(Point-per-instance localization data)
● ● ● ● ●

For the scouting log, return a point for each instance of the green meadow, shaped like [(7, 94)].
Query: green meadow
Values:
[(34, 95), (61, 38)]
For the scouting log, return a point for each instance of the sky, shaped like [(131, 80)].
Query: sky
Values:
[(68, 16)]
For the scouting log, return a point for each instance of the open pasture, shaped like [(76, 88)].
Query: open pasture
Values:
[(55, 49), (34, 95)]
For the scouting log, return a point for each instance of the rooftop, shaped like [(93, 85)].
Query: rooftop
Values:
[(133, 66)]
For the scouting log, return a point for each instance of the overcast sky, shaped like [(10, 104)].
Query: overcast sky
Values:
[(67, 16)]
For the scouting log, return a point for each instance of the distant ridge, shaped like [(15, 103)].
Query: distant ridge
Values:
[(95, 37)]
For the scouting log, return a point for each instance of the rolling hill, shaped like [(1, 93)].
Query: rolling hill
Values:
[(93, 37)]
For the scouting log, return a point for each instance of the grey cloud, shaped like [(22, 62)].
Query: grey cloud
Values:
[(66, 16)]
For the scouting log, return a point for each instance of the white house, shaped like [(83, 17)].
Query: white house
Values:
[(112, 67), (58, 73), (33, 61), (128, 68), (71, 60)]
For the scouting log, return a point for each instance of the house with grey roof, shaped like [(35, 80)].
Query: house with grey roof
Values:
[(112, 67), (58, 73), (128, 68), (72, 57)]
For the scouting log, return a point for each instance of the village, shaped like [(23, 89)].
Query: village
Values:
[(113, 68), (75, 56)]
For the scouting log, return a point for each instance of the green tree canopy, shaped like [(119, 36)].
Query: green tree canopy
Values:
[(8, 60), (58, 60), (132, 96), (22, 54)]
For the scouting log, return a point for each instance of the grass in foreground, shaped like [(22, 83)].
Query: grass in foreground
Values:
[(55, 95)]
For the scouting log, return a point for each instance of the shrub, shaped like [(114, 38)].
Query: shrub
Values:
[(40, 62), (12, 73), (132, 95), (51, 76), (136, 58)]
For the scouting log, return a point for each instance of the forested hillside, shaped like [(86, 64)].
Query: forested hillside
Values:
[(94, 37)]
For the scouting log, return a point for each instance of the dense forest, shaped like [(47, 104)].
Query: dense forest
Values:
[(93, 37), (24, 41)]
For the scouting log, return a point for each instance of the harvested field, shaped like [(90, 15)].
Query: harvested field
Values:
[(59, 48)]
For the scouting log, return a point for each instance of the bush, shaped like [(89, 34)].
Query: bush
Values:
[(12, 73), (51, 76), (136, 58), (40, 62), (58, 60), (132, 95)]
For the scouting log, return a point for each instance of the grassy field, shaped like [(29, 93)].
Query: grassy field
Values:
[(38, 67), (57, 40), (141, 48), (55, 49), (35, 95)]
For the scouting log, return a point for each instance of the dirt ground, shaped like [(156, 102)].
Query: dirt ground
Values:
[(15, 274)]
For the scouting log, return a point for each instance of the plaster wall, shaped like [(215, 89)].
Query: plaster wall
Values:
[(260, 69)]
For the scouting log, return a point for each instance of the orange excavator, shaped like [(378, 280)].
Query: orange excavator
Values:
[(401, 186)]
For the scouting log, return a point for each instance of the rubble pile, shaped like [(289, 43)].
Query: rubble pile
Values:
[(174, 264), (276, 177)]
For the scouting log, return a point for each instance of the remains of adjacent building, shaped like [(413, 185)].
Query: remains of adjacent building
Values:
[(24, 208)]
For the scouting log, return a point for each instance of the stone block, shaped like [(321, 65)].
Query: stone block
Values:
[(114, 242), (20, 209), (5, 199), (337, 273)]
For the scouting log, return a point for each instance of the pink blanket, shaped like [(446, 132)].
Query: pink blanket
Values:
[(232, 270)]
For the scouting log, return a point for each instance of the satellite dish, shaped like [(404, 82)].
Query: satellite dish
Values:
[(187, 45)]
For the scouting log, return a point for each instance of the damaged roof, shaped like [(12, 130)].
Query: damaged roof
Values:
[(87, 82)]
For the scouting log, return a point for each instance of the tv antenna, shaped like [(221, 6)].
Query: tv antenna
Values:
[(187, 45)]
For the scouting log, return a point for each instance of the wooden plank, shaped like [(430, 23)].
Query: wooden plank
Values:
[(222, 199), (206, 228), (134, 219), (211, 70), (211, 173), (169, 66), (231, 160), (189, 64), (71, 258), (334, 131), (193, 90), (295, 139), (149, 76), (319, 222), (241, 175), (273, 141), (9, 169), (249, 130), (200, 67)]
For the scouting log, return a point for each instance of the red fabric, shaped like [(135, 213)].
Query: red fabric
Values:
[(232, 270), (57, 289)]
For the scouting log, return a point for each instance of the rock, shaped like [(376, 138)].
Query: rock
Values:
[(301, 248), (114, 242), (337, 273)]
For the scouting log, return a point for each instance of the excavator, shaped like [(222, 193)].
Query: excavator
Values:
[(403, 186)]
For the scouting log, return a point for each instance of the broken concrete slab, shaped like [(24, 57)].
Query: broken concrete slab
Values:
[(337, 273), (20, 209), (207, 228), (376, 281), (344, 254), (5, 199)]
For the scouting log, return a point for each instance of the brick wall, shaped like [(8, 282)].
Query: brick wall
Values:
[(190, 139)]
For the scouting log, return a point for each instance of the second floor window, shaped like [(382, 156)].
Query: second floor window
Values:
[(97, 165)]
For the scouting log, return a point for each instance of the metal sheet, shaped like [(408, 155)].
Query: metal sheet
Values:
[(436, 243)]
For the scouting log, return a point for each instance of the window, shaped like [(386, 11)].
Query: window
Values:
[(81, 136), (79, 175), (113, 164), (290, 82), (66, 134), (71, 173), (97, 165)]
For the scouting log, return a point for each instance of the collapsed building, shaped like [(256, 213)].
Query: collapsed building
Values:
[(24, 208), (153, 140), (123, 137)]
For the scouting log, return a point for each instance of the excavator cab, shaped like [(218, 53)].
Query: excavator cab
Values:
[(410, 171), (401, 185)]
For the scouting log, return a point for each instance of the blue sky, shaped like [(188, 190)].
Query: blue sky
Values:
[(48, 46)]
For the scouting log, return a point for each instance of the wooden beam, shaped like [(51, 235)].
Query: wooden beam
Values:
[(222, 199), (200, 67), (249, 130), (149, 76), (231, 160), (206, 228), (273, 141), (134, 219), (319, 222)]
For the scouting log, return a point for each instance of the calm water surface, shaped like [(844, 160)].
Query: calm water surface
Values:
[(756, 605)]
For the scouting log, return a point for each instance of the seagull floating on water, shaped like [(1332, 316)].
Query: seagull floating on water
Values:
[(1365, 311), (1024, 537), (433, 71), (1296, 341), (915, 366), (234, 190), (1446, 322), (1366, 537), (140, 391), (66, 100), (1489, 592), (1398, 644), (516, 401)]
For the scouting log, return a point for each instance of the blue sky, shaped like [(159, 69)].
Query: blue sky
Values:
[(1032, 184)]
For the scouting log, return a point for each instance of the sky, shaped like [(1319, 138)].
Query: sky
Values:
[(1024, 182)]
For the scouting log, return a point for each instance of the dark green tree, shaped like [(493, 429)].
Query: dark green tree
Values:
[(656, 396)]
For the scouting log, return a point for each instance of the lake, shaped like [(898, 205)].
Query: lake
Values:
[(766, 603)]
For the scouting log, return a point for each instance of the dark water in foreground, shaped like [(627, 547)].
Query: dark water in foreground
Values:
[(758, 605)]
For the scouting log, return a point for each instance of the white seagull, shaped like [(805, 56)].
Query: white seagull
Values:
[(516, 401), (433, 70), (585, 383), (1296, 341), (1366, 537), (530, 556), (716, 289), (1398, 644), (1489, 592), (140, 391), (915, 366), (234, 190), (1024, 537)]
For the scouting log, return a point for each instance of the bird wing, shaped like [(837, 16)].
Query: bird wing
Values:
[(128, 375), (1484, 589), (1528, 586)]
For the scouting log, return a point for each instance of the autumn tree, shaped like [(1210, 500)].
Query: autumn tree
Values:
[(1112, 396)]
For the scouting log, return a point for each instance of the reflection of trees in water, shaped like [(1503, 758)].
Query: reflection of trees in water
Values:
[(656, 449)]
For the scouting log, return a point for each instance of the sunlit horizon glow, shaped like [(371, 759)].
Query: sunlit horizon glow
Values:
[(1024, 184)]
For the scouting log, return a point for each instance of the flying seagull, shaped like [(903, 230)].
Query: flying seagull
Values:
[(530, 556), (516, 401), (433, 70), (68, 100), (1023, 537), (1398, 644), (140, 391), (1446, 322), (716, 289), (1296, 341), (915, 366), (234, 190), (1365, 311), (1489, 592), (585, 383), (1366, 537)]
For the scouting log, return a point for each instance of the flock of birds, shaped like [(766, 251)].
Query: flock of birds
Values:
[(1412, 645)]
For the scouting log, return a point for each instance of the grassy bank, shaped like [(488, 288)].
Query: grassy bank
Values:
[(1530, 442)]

● ● ● ● ●

▸ Assignment
Filter the records above for lines containing the word "pile", and copy those lines.

▸ Your solution
For the scouting log, return a point for each instance of the rubble pile, shaped like [(289, 43)].
Query: rubble pile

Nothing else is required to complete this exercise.